EXERCISE OBJECTIVE: Reproduce the items word for word, from their first line through the line containing "[[[237,87],[225,87],[220,90],[220,93],[244,97],[244,89]]]", inclusive.

AVAILABLE RECORDS:
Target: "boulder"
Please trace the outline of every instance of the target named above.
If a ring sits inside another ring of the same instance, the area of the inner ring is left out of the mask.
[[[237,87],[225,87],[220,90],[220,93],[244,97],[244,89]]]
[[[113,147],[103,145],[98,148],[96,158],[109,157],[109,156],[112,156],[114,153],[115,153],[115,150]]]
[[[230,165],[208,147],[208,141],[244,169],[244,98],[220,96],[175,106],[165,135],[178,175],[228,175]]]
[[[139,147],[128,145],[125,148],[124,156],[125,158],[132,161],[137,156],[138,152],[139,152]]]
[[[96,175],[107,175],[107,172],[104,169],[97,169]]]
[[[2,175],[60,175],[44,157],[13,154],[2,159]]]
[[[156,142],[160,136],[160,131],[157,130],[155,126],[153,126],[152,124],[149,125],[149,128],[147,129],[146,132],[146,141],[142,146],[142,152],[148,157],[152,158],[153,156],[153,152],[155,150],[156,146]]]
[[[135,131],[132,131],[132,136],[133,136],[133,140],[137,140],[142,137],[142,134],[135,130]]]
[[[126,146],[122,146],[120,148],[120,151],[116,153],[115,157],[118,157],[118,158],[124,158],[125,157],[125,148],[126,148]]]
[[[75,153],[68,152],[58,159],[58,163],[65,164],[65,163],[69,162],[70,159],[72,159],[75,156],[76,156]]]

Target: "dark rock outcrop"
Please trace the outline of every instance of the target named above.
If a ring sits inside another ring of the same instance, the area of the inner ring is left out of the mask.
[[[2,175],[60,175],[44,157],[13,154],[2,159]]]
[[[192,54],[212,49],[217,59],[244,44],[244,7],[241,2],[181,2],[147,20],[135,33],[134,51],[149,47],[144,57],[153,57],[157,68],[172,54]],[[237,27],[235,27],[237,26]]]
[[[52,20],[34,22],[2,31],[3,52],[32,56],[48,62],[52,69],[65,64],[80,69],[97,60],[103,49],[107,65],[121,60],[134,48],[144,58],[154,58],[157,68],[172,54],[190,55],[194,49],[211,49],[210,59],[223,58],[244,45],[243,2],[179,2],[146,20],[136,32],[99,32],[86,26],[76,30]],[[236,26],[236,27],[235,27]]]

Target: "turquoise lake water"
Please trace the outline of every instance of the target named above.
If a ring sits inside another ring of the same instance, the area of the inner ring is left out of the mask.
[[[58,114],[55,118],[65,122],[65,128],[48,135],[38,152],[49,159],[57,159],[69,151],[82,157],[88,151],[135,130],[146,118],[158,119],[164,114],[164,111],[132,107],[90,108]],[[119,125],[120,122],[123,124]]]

RIGHT ANSWER:
Target: "boulder"
Please trace the outline of every instance of the target named above.
If a ring sits inside another ring of the same instance, the area of the inner ring is left out of the mask.
[[[237,87],[225,87],[220,90],[220,93],[244,97],[244,89]]]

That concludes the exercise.